▸ TRECHO DO TEXTO
◇ ◇ ◇ ◇

Anything For Jackson: Quando a dor ultrapassa o bom senso, não há Deus ou Demônio que ajude.

 


Direção: Justin G. Dyck
Roteiro: Keith Cooper
Elenco: Sheila McCarthy, Julian Richings, Konstantina Mantelos, Josh Cruddas, Yannick Bisson

Não existe dor pior que perder um filho. Talvez somente perder um neto seja mais torturante. Se ser avó/avô é ser mãe/pai duas vezes, o luto por um neto provavelmente também é duplicado.
Em vez de entrar para um grupo de apoio, procurar um bingo, ou um terapeuta, o casal de idosos Henry e Audrey Walsh (Julian Richings e Sheila McCarthy) passa a adorar a Satã, e isso não seria exatamente um problema por si só, mas aí, eles decidem sequestrar uma mulher grávida, Shannon Becker (Konstantina Mantelos) para usar o seu futuro bebê como hospedeiro da alma do falecido neto, Jackson.

◇ ◇ ◇ ◇

▸ REGISTROS ARMAZENADOS
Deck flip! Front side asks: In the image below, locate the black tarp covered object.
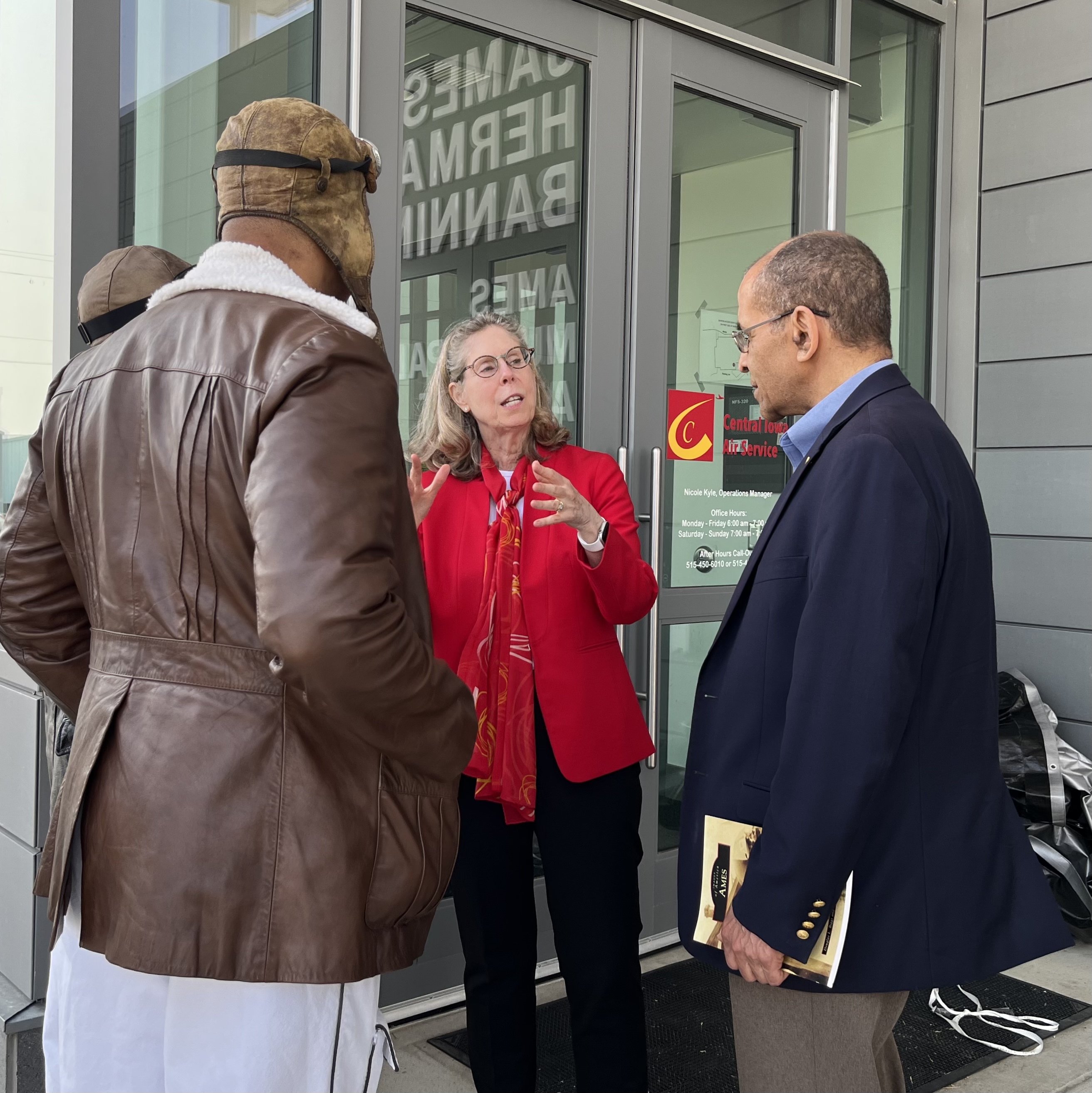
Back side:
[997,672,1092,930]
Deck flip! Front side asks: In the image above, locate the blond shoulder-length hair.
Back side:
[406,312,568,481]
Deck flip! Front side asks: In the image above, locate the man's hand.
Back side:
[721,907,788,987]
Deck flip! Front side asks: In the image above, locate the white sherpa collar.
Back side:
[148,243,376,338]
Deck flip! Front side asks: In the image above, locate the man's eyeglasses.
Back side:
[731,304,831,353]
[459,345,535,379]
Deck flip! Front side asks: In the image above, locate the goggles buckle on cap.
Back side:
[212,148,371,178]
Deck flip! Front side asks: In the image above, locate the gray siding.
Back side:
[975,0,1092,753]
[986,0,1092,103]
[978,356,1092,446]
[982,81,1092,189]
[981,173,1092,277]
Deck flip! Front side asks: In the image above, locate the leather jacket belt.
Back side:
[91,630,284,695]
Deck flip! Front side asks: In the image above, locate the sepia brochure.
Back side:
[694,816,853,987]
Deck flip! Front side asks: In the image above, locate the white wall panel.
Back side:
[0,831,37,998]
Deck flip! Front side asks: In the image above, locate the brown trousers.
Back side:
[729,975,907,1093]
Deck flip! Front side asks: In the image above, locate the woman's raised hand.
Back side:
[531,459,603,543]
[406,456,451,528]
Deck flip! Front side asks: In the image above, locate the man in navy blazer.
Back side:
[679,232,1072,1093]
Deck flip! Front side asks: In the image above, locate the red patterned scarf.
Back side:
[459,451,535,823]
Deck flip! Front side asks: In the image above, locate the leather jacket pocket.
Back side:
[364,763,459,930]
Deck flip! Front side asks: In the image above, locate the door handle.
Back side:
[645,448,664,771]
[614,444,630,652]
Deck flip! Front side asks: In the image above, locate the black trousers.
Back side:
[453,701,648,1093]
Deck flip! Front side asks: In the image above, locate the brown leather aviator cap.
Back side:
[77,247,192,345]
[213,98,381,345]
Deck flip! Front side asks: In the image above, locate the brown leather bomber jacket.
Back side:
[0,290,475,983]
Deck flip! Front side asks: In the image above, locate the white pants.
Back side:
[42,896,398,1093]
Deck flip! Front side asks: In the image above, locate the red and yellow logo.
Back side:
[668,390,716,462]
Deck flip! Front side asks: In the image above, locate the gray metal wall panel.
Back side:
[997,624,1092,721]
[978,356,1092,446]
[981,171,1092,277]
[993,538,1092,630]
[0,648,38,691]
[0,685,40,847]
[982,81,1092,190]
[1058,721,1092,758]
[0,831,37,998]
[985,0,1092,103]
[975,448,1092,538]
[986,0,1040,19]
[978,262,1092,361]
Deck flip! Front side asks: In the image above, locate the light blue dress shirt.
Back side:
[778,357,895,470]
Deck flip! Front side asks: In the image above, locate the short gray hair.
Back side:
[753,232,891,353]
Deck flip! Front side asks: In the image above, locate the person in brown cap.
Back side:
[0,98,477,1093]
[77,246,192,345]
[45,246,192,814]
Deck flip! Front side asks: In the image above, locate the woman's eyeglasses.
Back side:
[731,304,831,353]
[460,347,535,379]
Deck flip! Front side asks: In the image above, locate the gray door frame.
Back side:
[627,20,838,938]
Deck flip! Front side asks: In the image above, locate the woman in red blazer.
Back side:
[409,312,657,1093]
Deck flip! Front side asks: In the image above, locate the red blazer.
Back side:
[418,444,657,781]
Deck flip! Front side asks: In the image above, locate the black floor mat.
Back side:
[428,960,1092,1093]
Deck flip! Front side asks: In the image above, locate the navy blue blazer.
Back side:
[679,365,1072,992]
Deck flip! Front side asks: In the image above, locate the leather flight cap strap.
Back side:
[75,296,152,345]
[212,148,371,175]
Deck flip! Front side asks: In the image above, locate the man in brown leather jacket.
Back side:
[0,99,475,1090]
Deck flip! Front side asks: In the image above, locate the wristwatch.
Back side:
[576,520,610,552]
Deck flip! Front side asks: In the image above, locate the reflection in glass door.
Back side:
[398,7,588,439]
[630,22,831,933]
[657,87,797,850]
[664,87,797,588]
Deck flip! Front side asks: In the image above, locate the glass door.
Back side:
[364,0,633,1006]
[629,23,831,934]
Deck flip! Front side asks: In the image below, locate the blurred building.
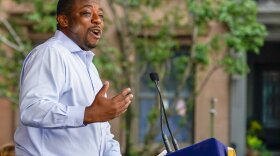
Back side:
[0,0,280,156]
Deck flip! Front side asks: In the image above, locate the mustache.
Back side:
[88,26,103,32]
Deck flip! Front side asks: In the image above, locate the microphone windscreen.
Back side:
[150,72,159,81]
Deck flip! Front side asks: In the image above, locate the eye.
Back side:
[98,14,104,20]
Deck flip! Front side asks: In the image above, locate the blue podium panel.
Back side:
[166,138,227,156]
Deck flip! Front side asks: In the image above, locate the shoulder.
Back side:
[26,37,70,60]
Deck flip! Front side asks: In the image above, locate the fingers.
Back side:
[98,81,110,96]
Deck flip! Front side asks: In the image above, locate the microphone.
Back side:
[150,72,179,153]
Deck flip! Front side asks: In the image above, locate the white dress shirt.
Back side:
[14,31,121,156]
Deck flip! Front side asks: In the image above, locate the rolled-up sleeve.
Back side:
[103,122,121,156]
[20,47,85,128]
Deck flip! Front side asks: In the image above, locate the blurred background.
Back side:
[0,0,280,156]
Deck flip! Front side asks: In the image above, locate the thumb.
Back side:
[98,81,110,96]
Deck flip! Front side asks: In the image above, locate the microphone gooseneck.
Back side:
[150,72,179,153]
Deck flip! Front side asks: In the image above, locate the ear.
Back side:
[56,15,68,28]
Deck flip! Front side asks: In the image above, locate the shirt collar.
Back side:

◇ ◇ ◇ ◇

▸ EXERCÍCIOS PROPOSTOS
1 > Transcreva fielmente a passagem do texto sobre o filme Anything For Jackson que começa nas palavras "Anything For Jackson: Quando" e termina após "falecido neto, Jackson.".
2 > Desloque em -76 cada número das coordenadas das respostas nos registros, começando na linha que contém "in navy blazer." e parando após a linha que contém "[42,896,398,1093]". Apresente somente essas linhas, todas novamente e com as solicitações incluídas.

▸ RESPOSTAS CORRESPONDENTES
1 >
Anything For Jackson: Quando a dor ultrapassa o bom senso, não há Deus ou Demônio que ajude.

 


Direção: Justin G. Dyck
Roteiro: Keith Cooper
Elenco: Sheila McCarthy, Julian Richings, Konstantina Mantelos, Josh Cruddas, Yannick Bisson

Não existe dor pior que perder um filho. Talvez somente perder um neto seja mais torturante. Se ser avó/avô é ser mãe/pai duas vezes, o luto por um neto provavelmente também é duplicado.
Em vez de entrar para um grupo de apoio, procurar um bingo, ou um terapeuta, o casal de idosos Henry e Audrey Walsh (Julian Richings e Sheila McCarthy) passa a adorar a Satã, e isso não seria exatamente um problema por si só, mas aí, eles decidem sequestrar uma mulher grávida, Shannon Becker (Konstantina Mantelos) para usar o seu futuro bebê como hospedeiro da alma do falecido neto, Jackson.

2 >
Deck flip! Front side asks: In the image above, locate the man in navy blazer.
Back side:
[603,156,996,1017]
Deck flip! Front side asks: In the image above, locate the red patterned scarf.
Back side:
[383,375,459,747]
Deck flip! Front side asks: In the image above, locate the leather jacket pocket.
Back side:
[288,687,383,854]
Deck flip! Front side asks: In the image above, locate the door handle.
Back side:
[569,372,588,695]
[538,368,554,576]
Deck flip! Front side asks: In the image above, locate the black trousers.
Back side:
[377,625,572,1017]
Deck flip! Front side asks: In the image above, locate the brown leather aviator cap.
Back side:
[1,171,116,269]
[137,22,305,269]
Deck flip! Front side asks: In the image above, locate the brown leather bomber jacket.
Back side:
[-76,214,399,907]
Deck flip! Front side asks: In the image above, locate the white pants.
Back side:
[-34,820,322,1017]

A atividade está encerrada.